[[ Extracted material open ]]

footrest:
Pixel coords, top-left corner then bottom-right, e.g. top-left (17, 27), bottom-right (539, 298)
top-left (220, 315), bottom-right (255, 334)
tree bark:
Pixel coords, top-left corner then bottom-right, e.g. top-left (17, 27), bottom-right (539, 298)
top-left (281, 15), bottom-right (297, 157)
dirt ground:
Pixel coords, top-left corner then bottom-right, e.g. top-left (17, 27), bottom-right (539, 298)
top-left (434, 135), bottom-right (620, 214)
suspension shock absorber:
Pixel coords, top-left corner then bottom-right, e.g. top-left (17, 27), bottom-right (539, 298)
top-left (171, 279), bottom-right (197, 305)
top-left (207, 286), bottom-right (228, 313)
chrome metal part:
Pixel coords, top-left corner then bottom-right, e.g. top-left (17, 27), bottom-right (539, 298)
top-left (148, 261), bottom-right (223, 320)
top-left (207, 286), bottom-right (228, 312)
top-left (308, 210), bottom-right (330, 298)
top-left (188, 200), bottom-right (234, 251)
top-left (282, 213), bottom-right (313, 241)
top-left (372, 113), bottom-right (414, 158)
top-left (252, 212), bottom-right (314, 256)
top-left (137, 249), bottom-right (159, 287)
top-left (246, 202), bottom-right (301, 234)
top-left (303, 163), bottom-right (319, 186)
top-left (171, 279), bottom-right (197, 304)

[[ Extracted material closed ]]

◆ Problem to solve ◆
Reproduce the listing exactly, leaving nothing out.

◆ Solution for this problem ◆
footrest:
Pixel coords, top-left corner then bottom-right, e.g. top-left (17, 27), bottom-right (539, 298)
top-left (220, 315), bottom-right (255, 334)
tree bark:
Pixel coords, top-left corner then bottom-right, e.g. top-left (17, 27), bottom-right (539, 298)
top-left (281, 15), bottom-right (297, 157)
dirt ground:
Pixel coords, top-left corner then bottom-right, e.g. top-left (17, 27), bottom-right (539, 298)
top-left (434, 135), bottom-right (620, 214)
suspension shock absorber:
Pixel coords, top-left corner then bottom-right, e.g. top-left (17, 27), bottom-right (539, 298)
top-left (171, 279), bottom-right (197, 305)
top-left (207, 286), bottom-right (228, 313)
chrome metal part:
Pixel coords, top-left corner then bottom-right, e.g. top-left (17, 27), bottom-right (539, 298)
top-left (148, 261), bottom-right (223, 320)
top-left (207, 286), bottom-right (228, 312)
top-left (308, 210), bottom-right (330, 298)
top-left (188, 200), bottom-right (234, 251)
top-left (282, 213), bottom-right (313, 241)
top-left (372, 113), bottom-right (414, 158)
top-left (252, 212), bottom-right (314, 256)
top-left (137, 249), bottom-right (159, 287)
top-left (246, 202), bottom-right (301, 234)
top-left (303, 163), bottom-right (319, 186)
top-left (171, 279), bottom-right (197, 304)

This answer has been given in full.